* _REQUIRED TASK 1_
Collect every line of the rows below that contains the string "ledge", matching case exactly.

* _SELECTION_

____________________

He called me last night.. I wasn't sure what I wanted to do.. but I answered. We talked for awhile.. this time I was much more calm.. but I'm pretty sure at that point I was physically incapable of shedding another tear. He just kept saying that he didn't want to break up.. that a break was all he wanted. And I'm still very torn over this.. I don't know which one will be for the best. Either way, I'm miserable. Broken up.. I feel so cut off from what we had.. like that's it.. it's finished.. I've always thought it was bad to get back together after a break up. But now being in that position.. I see that it's not so black and white & it's hard to know what to do. But I do have a sense of, I'm not sure how to word this.. I did what seemed best for my mental and emotional state. And then when I think about just taking a break.. the kind of break like he talks about. He doesn't consider it broken up, or together.. and he hates to call it a break (we've both always thought most people didn't get back together after a break). He seems to really want to figure this out.. he wants us to be together. He just feels like he needs to find something over this next month in order to move on. He doesn't want the status of being in a relationship during this period, either. That really seems to hold him back.. that's why he was so against just working this out slowly (how I suggested things). This really hurts.. And like someone else said.. this keeps me in limbo. And I feel like this way is so unfair to me... but for some reason it also makes me feel better. That he's not completely lost. Which probably sounds crazy.

____________________

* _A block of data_
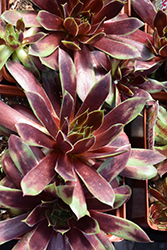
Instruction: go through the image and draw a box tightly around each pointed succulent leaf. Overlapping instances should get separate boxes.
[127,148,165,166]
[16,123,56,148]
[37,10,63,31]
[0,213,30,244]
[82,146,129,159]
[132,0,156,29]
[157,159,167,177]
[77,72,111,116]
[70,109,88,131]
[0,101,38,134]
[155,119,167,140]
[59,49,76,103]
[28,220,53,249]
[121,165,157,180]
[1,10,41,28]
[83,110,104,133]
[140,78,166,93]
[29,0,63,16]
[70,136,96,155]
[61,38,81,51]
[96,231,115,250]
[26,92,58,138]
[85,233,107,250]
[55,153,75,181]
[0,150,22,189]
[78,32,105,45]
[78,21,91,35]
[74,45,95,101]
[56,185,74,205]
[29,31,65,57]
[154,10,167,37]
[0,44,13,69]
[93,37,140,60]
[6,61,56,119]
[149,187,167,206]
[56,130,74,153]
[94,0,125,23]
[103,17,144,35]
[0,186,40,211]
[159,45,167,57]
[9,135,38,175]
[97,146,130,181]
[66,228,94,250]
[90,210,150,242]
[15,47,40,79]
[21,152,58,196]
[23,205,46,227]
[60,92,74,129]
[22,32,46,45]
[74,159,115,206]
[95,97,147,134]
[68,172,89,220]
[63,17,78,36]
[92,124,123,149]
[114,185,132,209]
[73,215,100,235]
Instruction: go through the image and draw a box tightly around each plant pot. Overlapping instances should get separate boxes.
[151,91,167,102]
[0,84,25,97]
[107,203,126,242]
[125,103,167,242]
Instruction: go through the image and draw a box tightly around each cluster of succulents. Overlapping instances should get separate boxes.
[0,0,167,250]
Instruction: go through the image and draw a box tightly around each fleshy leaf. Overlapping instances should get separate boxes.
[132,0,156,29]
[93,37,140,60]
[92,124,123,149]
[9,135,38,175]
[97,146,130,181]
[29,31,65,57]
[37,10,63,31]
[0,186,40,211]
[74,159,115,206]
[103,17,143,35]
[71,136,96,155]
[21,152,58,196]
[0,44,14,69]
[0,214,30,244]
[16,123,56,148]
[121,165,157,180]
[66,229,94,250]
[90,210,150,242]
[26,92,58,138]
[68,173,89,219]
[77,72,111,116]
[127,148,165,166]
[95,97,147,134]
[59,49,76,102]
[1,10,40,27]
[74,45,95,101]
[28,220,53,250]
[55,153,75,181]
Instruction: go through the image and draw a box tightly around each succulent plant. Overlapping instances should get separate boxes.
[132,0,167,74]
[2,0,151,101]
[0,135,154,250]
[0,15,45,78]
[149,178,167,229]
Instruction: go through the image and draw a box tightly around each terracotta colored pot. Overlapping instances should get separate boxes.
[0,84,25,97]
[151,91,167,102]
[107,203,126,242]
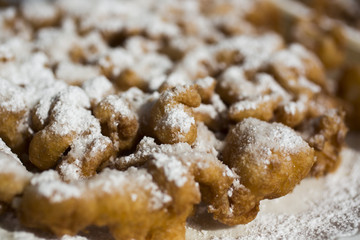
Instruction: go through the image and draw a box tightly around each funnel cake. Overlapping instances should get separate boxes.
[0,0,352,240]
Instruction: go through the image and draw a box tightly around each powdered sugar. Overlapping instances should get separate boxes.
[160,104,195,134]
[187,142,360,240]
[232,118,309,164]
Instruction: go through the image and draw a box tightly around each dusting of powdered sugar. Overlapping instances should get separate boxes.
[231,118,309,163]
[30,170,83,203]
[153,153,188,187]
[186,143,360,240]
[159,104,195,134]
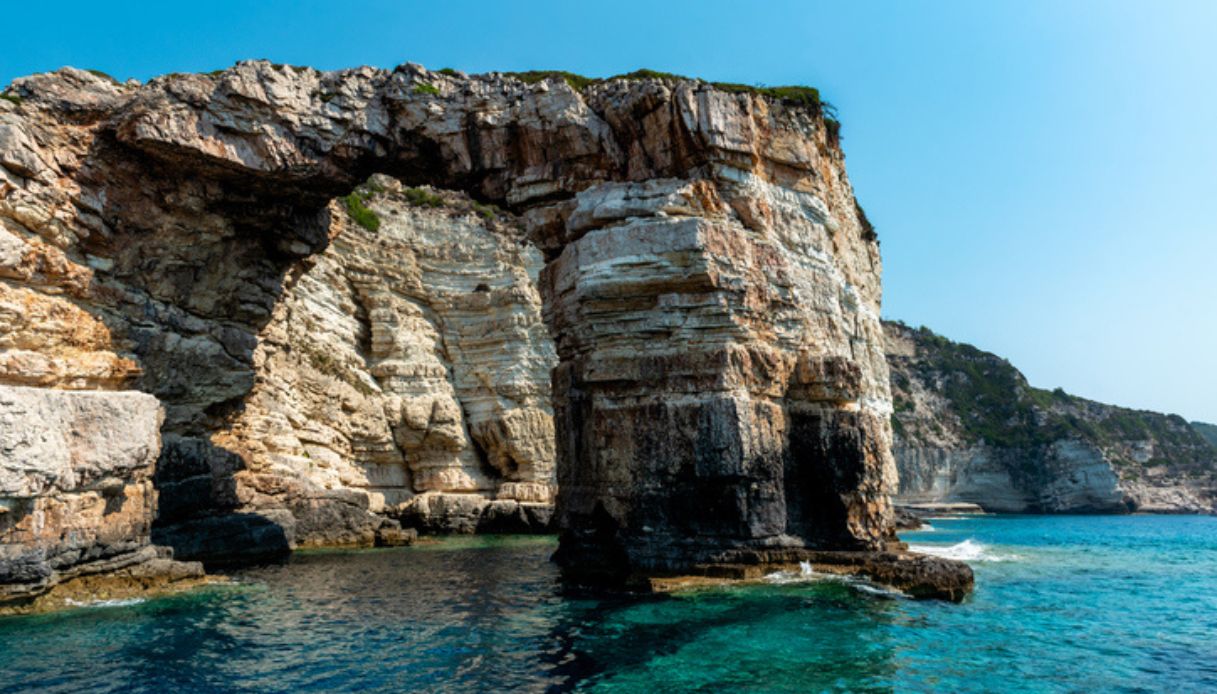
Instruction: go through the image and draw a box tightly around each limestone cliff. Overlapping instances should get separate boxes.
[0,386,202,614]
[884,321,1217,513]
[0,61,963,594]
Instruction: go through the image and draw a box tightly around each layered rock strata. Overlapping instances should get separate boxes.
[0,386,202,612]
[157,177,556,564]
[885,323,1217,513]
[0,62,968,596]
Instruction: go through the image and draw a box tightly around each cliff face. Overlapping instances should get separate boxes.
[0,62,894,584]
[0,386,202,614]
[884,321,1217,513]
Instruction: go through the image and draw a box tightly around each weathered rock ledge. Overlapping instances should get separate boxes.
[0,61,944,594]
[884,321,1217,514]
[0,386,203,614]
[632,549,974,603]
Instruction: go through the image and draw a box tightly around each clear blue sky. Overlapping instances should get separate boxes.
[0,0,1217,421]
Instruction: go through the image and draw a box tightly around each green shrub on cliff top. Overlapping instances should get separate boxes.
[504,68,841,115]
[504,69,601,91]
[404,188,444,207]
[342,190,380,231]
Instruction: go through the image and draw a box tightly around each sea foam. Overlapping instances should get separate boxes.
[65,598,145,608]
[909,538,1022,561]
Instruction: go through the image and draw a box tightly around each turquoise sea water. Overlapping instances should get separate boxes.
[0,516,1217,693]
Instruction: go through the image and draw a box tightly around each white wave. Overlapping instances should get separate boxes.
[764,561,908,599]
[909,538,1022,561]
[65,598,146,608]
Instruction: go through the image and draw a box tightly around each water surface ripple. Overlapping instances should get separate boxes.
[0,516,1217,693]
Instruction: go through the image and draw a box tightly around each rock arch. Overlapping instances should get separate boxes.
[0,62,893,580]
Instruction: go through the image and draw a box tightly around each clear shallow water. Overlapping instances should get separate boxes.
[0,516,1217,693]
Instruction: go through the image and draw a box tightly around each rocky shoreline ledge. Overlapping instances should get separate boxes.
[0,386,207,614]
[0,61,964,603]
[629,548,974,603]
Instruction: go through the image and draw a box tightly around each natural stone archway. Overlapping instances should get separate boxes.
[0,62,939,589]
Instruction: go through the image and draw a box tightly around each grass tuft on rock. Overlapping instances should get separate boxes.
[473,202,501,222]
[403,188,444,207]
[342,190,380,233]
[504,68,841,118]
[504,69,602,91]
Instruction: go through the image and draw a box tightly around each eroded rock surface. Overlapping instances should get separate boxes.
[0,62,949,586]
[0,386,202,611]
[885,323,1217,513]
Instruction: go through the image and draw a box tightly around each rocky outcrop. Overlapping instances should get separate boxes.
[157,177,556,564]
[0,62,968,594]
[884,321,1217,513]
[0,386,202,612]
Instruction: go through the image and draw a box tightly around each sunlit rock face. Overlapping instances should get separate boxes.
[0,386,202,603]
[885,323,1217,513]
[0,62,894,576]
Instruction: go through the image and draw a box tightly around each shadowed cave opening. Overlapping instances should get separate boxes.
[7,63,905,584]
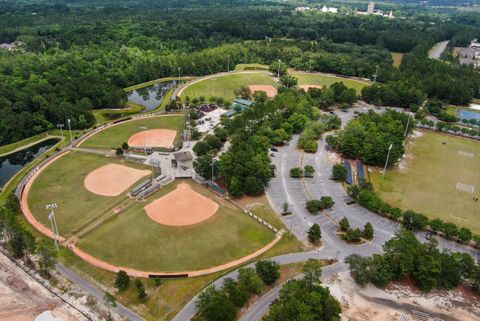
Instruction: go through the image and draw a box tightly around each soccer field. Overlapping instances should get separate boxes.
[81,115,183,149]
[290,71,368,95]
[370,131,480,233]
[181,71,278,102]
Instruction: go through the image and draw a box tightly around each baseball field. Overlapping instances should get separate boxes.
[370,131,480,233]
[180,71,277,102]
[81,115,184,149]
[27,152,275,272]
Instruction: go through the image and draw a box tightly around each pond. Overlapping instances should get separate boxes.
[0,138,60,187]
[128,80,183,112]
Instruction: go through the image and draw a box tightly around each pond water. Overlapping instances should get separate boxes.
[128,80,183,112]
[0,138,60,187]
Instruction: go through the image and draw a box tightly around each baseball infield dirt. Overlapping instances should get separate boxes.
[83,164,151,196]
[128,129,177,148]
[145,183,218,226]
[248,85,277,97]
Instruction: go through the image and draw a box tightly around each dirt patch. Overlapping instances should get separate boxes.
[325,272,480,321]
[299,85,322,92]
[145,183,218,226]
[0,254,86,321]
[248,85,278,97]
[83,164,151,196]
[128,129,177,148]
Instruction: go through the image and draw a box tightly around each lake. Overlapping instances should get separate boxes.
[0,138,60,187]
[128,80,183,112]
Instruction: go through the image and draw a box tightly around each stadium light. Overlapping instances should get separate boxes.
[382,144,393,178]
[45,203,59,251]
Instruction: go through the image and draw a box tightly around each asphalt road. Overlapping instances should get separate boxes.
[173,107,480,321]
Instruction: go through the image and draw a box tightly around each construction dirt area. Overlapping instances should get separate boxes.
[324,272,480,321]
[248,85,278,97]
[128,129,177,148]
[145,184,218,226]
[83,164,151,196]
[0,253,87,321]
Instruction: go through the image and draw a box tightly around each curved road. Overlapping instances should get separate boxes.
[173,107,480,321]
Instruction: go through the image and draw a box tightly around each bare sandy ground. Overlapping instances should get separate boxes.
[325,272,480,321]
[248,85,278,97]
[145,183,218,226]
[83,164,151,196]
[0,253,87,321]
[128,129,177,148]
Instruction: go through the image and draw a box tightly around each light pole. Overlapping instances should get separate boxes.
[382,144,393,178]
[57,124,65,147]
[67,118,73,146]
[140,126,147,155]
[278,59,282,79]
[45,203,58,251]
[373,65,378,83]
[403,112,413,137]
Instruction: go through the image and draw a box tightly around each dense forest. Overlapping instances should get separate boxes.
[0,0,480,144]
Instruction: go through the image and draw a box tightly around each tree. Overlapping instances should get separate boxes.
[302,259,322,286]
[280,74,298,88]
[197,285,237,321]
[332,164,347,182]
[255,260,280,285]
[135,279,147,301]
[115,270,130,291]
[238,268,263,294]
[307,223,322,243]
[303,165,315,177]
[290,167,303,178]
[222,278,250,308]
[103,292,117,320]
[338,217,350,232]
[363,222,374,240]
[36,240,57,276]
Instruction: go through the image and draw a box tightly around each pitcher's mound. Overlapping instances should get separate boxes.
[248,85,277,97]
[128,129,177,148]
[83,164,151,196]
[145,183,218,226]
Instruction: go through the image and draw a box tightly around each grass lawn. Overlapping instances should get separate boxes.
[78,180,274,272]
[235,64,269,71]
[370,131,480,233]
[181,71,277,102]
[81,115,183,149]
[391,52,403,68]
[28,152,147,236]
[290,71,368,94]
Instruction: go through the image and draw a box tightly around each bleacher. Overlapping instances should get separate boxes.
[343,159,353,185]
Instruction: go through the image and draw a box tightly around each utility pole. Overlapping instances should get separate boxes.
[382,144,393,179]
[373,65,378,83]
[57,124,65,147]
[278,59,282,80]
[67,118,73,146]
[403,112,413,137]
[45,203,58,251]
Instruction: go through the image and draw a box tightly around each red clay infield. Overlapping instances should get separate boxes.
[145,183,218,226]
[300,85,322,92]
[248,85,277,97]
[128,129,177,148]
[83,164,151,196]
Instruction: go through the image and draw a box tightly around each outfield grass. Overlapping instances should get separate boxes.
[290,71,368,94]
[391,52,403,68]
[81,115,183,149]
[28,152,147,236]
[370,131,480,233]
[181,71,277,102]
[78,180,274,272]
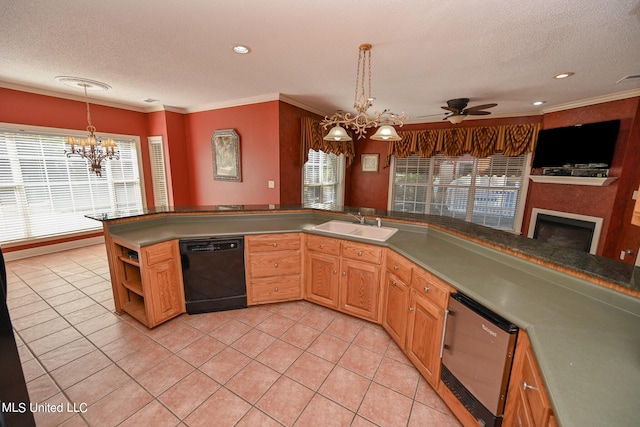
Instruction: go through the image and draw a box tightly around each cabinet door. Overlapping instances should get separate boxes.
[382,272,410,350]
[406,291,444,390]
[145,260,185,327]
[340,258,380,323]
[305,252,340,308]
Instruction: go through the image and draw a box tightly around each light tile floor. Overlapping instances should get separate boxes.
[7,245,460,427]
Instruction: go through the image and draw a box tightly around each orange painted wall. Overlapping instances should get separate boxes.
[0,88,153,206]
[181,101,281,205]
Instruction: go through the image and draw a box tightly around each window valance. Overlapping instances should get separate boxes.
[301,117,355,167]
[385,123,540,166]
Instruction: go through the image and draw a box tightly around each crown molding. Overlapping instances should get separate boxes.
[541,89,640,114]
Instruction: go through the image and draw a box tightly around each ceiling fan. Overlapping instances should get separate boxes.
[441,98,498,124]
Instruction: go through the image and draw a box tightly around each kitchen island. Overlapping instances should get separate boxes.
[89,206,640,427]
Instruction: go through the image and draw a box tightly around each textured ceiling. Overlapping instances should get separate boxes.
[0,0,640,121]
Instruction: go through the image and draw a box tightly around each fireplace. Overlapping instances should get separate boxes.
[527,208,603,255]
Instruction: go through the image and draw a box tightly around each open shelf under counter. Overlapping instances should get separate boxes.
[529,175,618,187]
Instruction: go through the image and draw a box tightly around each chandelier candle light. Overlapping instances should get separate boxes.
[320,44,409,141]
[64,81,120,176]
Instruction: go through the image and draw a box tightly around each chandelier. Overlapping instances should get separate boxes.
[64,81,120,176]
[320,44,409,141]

____________________

* _REQUIRED TASK 2_
Decide whether each statement agrees with the breakup post above. Answer yes or no for each, quoting the deciding words from the post.
(a) The writer answered when he called last night.
(b) He wants to keep the status of being in a relationship during the coming month.
(c) The writer says the arrangement keeps them in limbo.

* _RESULT 1_
Instruction: go through the image and draw a box tightly around each weathered rock ledge. Overlapping instances should get separate boxes.
Instruction: go through the image and draw a box tightly around each rocky shoreline ledge. Overlapping instances should get separate boxes.

* _RESULT 2_
(a) Yes: "but I answered."
(b) No: "He doesn't want the status of being in a relationship during this period, either."
(c) Yes: "this keeps me in limbo."